Object point labels —
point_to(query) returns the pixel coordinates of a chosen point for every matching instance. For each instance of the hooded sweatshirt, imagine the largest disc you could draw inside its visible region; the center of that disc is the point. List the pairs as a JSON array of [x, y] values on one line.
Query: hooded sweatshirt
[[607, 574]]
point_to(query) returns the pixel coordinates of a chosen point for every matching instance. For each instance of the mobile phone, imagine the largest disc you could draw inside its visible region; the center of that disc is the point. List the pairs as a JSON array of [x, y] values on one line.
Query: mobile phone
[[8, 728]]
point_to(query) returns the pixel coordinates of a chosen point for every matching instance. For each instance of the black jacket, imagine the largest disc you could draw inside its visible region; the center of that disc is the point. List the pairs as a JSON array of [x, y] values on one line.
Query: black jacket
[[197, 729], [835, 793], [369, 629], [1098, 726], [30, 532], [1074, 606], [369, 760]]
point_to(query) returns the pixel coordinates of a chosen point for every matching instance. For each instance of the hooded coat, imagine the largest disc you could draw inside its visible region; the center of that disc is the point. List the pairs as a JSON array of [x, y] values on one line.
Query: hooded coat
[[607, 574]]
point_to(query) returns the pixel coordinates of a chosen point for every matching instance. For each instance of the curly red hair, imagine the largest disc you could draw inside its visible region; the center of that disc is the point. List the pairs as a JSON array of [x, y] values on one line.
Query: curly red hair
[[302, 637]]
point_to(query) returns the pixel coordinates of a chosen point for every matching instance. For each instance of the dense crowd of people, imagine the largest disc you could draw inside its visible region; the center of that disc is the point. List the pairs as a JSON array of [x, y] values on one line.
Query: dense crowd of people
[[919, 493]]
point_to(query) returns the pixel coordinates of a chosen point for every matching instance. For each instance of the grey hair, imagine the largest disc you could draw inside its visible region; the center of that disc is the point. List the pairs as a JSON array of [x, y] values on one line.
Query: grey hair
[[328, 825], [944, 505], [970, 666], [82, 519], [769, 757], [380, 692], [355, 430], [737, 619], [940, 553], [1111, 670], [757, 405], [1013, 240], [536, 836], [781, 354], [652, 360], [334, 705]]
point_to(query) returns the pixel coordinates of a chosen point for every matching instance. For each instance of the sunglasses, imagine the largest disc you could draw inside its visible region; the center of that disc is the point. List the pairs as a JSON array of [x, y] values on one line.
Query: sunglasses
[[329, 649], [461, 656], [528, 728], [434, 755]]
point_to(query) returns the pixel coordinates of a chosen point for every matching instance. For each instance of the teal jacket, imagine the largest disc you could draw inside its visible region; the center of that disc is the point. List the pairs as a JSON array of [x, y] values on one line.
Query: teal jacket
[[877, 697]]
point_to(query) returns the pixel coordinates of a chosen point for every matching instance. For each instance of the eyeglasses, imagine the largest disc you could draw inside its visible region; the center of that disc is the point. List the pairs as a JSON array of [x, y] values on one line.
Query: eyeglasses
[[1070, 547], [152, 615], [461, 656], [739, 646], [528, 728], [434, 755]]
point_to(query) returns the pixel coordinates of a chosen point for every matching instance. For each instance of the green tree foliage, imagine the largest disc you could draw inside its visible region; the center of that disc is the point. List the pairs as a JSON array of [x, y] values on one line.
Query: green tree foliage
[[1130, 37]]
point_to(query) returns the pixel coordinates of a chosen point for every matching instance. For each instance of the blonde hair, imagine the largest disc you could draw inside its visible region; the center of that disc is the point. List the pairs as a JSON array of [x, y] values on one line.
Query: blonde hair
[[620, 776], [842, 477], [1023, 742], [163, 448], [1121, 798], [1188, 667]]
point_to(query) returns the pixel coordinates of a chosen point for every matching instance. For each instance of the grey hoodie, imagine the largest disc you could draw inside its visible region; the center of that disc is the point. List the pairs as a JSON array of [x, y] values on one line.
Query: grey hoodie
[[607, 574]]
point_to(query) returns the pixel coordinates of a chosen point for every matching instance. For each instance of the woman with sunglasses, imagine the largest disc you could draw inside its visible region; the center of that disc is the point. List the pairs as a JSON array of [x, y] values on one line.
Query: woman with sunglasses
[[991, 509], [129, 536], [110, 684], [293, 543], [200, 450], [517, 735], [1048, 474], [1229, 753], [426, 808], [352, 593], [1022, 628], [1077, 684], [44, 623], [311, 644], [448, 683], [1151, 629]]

Instruction —
Arrange every line of the material as a JSON list of strings, one string per line, omitting blank lines.

Worked solution —
[
  "point_to(query) returns the pixel coordinates of a chosen point for every matching instance. For each instance of the hooded sweatshirt, imagine the largest disc you could draw inside its visible region; the center of that disc is the point. List the pairs as a JSON array of [x, y] values on one line.",
  "Query: hooded sweatshirt",
  "[[607, 574]]",
  "point_to(query) returns the pixel coordinates of a chosen point for every matching instance. For each instance of the mobile phone, imagine the largest disc you could draw inside its visible region; the center of that disc is the point. List the pairs as a JSON array of [x, y] values on one line.",
  "Query: mobile phone",
  "[[8, 728]]",
  "point_to(query) returns the pixel coordinates of a chosen point for every matching instance. For each instance of the black jacket, imagine the largest disc you could draw inside its visible region; the center of that disc is the point. List the pairs as a JSON array of [x, y] values on one line.",
  "Query: black jacket",
  "[[197, 729], [835, 793], [369, 629], [1098, 726], [30, 532], [1074, 606], [369, 760]]",
  "point_to(query) returns the pixel coordinates of a chosen point for every matching instance. For each instance of the hooded coat, imagine the largest disc you could draw inside its visible region; the center of that disc is the point. List the pairs as a JSON array of [x, y] values on one line.",
  "Query: hooded coat",
  "[[607, 574]]",
  "point_to(query) returns the pixel coordinates of a chosen point for every matching instance. For each instance of the curly red hair, imagine the largest disc you could draw inside its visible region; the center of that disc is the point. List the pairs as a JSON array of [x, y] values on one line.",
  "Query: curly red hair",
  "[[302, 637]]",
  "point_to(query) returns the pixel coordinates of a chosen point for every matching instance. For each instance of the dense crowd of people, imagine the largest disc you could draw inside its visible region; the center of that disc is the point. List the pairs as a JSON array of [x, y] values on one line.",
  "Query: dense crowd of people",
  "[[919, 493]]",
  "point_to(query) returns the pixel coordinates of a chosen point for every matching instance. For each instance of the grey hair, imagine the largest disc you could draw inside its visible region; the center of that disc is the point. List the pairs as a JSON array of [x, y] values on one line.",
  "Query: grey hair",
  "[[328, 825], [944, 505], [970, 666], [82, 519], [769, 757], [380, 692], [355, 430], [737, 619], [940, 553], [1111, 670], [757, 405], [1013, 240], [536, 836], [781, 354], [652, 360], [334, 705]]",
  "point_to(query) returns the pixel coordinates of a chosen point for every matching instance. For each instance of the sunglasses, imagine the largest disc you could draw inside its visible region; the center of that disc is the point. List the pairs as a JSON array of [x, y] values on one line.",
  "Query: sunglasses",
  "[[329, 649], [461, 656], [528, 728], [434, 755]]",
  "point_to(query) returns the pixel coordinates of a chosen point for every matching instance. For each instance of the teal jacket, imagine the largest disc you could draw inside its visible region; the center of that disc is the point. List the pairs as a JSON array of [x, y] values on one line.",
  "Query: teal jacket",
  "[[877, 697]]",
  "point_to(query) returns the pixel coordinates of a chosen point for every matching instance. For each instance of the eyeglasses, imagine the largest disc you could draw inside its visible region; the center of that disc is the point. List the pairs as a JSON array of [x, y] values on one line.",
  "Query: eyeglasses",
  "[[1070, 547], [152, 615], [461, 656], [739, 646], [528, 728], [434, 755]]",
  "point_to(query) returns the pixel coordinates of a chosen point for every matching instance. For each instance of the green tree foliage, imagine the largest disc you could draw inside its visible region; the center of that disc is the point. List the pairs as a JSON array of [x, y] values on one line.",
  "Query: green tree foliage",
  "[[1130, 37]]",
  "point_to(query) returns the pixel coordinates of a chosen point for every matching instance. For each instance of the blonde hair, imagine the largest disc you could draw inside its visible region; the center of that disc is the point. List the pairs as a JSON array of [x, y] values on one line.",
  "Query: blonde hair",
  "[[620, 776], [842, 477], [1023, 742], [163, 448], [1121, 798], [1188, 667]]",
  "point_to(query) returns the pixel coordinates of a chosen point for every matching instance. For each instance of the grey hoodie, imagine the largest disc you could draw inside its visible region; the center of that disc is the point. List the pairs as a JSON array of [x, y] values on one line.",
  "Query: grey hoodie",
  "[[607, 574]]",
  "point_to(query) returns the pixel coordinates of a chosen point for every matching instance. For each instance of the woman with sunglasses, imagine the largest disc you could draw inside its visible region; the center of that disc is the point. List the pairs as a JSON array of [x, y] values on one line.",
  "Query: woman with sunglasses",
  "[[991, 509], [129, 536], [110, 684], [293, 543], [200, 450], [517, 735], [1048, 474], [1229, 753], [426, 808], [352, 593], [1022, 628], [1077, 684], [44, 623], [311, 644], [448, 683], [1151, 629]]"
]